[REQUIRED TASK] How many lines in the rows below contain the word "snow"? Reply with the number alone.
#### DATA TO PROCESS ####
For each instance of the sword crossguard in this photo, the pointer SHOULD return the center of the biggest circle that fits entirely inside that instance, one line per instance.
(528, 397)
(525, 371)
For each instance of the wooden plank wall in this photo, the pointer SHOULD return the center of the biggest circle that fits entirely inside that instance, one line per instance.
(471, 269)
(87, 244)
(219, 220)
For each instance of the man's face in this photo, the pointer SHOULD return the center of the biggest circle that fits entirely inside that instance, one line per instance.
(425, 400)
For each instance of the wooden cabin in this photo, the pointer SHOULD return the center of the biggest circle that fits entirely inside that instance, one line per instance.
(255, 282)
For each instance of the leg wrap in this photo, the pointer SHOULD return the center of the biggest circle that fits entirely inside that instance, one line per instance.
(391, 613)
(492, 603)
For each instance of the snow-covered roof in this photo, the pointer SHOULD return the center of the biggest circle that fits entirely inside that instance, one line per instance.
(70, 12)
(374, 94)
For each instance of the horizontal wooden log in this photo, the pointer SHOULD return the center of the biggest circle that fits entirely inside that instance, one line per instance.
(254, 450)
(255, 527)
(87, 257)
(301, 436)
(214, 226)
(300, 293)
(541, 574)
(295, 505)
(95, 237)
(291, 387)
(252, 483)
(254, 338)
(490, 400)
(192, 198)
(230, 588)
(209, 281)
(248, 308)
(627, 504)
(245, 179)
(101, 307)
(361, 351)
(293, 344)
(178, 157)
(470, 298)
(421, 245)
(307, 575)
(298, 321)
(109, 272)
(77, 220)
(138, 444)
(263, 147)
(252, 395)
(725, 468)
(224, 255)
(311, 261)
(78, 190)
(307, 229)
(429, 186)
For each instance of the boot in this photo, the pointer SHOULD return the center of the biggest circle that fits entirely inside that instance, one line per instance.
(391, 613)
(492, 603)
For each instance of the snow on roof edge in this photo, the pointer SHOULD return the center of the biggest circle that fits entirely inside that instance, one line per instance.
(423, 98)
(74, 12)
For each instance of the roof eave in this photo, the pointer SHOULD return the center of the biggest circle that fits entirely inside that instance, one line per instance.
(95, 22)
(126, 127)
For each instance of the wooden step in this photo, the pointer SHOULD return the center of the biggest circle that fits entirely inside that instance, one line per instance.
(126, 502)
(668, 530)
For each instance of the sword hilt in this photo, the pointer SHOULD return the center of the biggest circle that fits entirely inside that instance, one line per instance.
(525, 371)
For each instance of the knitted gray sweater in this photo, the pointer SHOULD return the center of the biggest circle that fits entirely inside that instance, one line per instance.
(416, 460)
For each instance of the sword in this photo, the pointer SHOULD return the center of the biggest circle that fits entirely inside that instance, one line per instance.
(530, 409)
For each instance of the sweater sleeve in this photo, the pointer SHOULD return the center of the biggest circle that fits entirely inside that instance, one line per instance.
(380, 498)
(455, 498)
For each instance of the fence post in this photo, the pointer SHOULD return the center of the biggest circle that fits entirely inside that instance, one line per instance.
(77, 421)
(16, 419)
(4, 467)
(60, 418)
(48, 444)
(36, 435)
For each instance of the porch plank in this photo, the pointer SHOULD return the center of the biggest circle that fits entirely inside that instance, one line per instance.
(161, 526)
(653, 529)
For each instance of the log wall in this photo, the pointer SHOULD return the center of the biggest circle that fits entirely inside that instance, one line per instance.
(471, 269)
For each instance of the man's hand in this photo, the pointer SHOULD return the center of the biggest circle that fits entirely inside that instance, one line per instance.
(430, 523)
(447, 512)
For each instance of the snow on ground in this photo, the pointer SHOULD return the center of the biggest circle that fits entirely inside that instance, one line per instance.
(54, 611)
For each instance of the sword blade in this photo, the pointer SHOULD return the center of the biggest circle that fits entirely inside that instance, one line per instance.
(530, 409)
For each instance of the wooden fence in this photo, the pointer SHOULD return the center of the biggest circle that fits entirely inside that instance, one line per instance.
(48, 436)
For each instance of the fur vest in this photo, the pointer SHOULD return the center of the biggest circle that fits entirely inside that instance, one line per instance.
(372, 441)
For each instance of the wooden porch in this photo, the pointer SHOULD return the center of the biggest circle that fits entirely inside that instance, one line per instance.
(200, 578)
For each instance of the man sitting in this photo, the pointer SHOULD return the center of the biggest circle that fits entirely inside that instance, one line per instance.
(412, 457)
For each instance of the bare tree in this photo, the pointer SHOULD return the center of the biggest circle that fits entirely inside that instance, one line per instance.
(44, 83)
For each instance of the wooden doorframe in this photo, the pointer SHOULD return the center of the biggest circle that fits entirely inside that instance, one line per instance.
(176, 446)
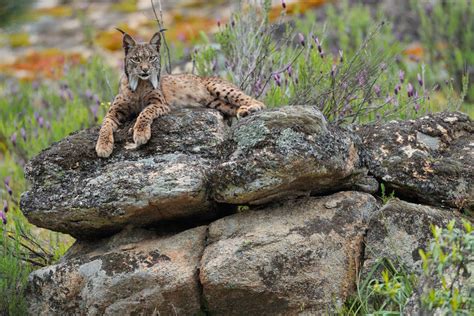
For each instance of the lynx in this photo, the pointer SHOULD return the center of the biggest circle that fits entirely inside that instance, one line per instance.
(145, 93)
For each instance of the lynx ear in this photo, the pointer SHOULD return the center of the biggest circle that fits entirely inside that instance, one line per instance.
(128, 41)
(156, 41)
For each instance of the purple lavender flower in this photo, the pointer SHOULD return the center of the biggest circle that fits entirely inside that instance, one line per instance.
(410, 90)
(41, 121)
(9, 190)
(397, 89)
(420, 80)
(318, 44)
(377, 90)
(3, 217)
(88, 94)
(333, 71)
(23, 133)
(94, 108)
(96, 99)
(417, 107)
(401, 76)
(277, 79)
(301, 39)
(13, 139)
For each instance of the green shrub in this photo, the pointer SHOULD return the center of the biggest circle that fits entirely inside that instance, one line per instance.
(448, 264)
(447, 33)
(445, 287)
(349, 73)
(12, 10)
(33, 116)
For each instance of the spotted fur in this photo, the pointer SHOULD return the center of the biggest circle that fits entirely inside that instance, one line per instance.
(145, 93)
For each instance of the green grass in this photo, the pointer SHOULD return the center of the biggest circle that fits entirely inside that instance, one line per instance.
(35, 115)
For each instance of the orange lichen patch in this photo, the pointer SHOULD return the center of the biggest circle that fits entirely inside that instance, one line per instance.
(187, 28)
(296, 7)
(414, 52)
(19, 40)
(58, 11)
(48, 63)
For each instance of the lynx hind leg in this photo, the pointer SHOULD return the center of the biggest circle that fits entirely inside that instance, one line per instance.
(223, 107)
(229, 93)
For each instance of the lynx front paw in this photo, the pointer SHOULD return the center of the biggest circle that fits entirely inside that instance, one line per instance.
(104, 147)
(141, 134)
(245, 110)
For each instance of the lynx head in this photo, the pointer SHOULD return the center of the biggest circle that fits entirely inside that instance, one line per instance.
(142, 60)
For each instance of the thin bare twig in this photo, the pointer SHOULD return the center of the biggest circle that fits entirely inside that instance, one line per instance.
(162, 31)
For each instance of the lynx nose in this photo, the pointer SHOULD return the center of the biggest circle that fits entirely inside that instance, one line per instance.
(145, 69)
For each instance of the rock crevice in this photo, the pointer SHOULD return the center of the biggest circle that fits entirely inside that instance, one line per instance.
(163, 229)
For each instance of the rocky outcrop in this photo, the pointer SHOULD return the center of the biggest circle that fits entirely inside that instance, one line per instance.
(290, 151)
(193, 161)
(136, 272)
(159, 232)
(399, 230)
(297, 256)
(429, 160)
(286, 259)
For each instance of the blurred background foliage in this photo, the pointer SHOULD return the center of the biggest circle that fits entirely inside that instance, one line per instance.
(358, 61)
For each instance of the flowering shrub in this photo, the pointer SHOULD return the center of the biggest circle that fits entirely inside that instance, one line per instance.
(448, 266)
(301, 63)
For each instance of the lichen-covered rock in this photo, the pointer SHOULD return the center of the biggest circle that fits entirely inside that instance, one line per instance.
(192, 162)
(286, 152)
(132, 273)
(430, 160)
(296, 257)
(74, 191)
(399, 230)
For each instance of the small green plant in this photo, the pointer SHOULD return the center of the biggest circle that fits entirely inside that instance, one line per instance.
(383, 195)
(447, 266)
(447, 32)
(385, 290)
(33, 115)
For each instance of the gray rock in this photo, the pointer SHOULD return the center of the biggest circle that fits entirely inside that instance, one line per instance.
(192, 162)
(286, 152)
(133, 273)
(429, 160)
(399, 230)
(300, 257)
(75, 192)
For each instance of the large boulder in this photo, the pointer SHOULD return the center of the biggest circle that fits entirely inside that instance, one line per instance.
(399, 230)
(75, 192)
(192, 168)
(290, 151)
(298, 257)
(135, 272)
(429, 160)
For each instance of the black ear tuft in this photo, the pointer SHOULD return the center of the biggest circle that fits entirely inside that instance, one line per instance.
(156, 40)
(128, 41)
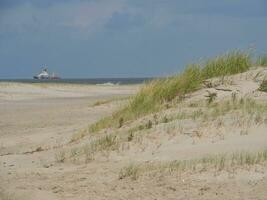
####
[ANSWER TO THE PROBLEM] 3